Task prompt: Drop the pictures from the entries below, then reproduce the rest exactly.
• • •
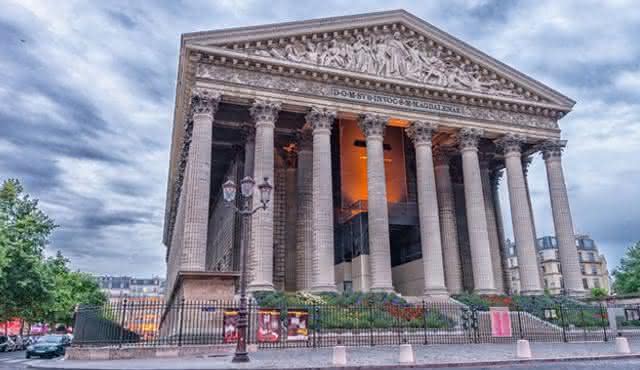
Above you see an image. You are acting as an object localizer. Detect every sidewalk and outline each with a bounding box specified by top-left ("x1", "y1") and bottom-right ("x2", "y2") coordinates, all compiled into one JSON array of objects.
[{"x1": 29, "y1": 342, "x2": 640, "y2": 370}]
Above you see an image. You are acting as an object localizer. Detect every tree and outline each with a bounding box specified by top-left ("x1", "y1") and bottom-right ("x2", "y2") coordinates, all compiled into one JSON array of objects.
[
  {"x1": 612, "y1": 241, "x2": 640, "y2": 295},
  {"x1": 0, "y1": 179, "x2": 56, "y2": 323},
  {"x1": 0, "y1": 179, "x2": 106, "y2": 327},
  {"x1": 590, "y1": 287, "x2": 608, "y2": 298},
  {"x1": 45, "y1": 251, "x2": 106, "y2": 325}
]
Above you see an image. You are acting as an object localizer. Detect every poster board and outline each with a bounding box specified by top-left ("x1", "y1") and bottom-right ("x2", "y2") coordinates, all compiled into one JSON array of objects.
[
  {"x1": 223, "y1": 310, "x2": 239, "y2": 343},
  {"x1": 287, "y1": 310, "x2": 309, "y2": 341},
  {"x1": 256, "y1": 309, "x2": 280, "y2": 343},
  {"x1": 490, "y1": 307, "x2": 512, "y2": 337}
]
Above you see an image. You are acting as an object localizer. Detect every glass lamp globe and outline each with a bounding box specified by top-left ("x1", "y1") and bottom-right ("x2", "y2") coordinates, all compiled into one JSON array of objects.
[
  {"x1": 240, "y1": 176, "x2": 255, "y2": 198},
  {"x1": 222, "y1": 179, "x2": 236, "y2": 203},
  {"x1": 257, "y1": 177, "x2": 272, "y2": 204}
]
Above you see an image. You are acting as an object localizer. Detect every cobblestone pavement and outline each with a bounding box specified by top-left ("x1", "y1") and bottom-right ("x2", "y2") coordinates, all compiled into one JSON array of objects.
[{"x1": 29, "y1": 342, "x2": 640, "y2": 369}]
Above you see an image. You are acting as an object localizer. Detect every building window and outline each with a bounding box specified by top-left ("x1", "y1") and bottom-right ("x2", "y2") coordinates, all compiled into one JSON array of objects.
• • •
Solution for this exercise:
Above you see an image. You are acting as an object localizer. Detect every sidewalk and outline each with a bounding box specified by top-left ("x1", "y1") and bottom-right ("x2", "y2") coordinates, all compiled into one JSON array of objects.
[{"x1": 29, "y1": 342, "x2": 640, "y2": 370}]
Above you see an image. You are acting as an object localizer. Detect every tree and outline each with a bounding box specified by top-left ("x1", "y1") and bottom-right ("x2", "y2") coordinates, all compiled into one JSON array of objects.
[
  {"x1": 612, "y1": 241, "x2": 640, "y2": 295},
  {"x1": 0, "y1": 179, "x2": 56, "y2": 323},
  {"x1": 0, "y1": 179, "x2": 106, "y2": 327},
  {"x1": 590, "y1": 287, "x2": 608, "y2": 298},
  {"x1": 45, "y1": 251, "x2": 106, "y2": 325}
]
Above you see an image. You are acting as an object localizer. Detect every poster board and outline each with a bounding box specified by top-left ("x1", "y1") and bottom-right ("x2", "y2") coordinates, all compiled into one JSON array of objects.
[
  {"x1": 223, "y1": 310, "x2": 239, "y2": 343},
  {"x1": 287, "y1": 310, "x2": 309, "y2": 341},
  {"x1": 256, "y1": 309, "x2": 280, "y2": 343},
  {"x1": 490, "y1": 307, "x2": 512, "y2": 337}
]
Above you see an image. You are acting as an object localizer. Detect every glass lamp globe and outline each with a bounding box specified by top-left ("x1", "y1") and bottom-right ("x2", "y2") coordinates, all compiled into one JSON array of objects.
[
  {"x1": 240, "y1": 176, "x2": 255, "y2": 198},
  {"x1": 222, "y1": 179, "x2": 236, "y2": 203},
  {"x1": 257, "y1": 177, "x2": 272, "y2": 204}
]
Above you see an image. You are acting as an object localizer. Detect every cobblestone pavement and outline each with a bounding box specified by top-left ("x1", "y1") and bottom-right ("x2", "y2") coordinates, all compiled into one JSON array of objects.
[{"x1": 29, "y1": 342, "x2": 640, "y2": 369}]
Above you see an image. You are acting as an object localizer. Detect every building window and outline each with a bounding box specified by top-left ("x1", "y1") and bottom-right ("x2", "y2") coordinates, all compiled into one JSON array of objects.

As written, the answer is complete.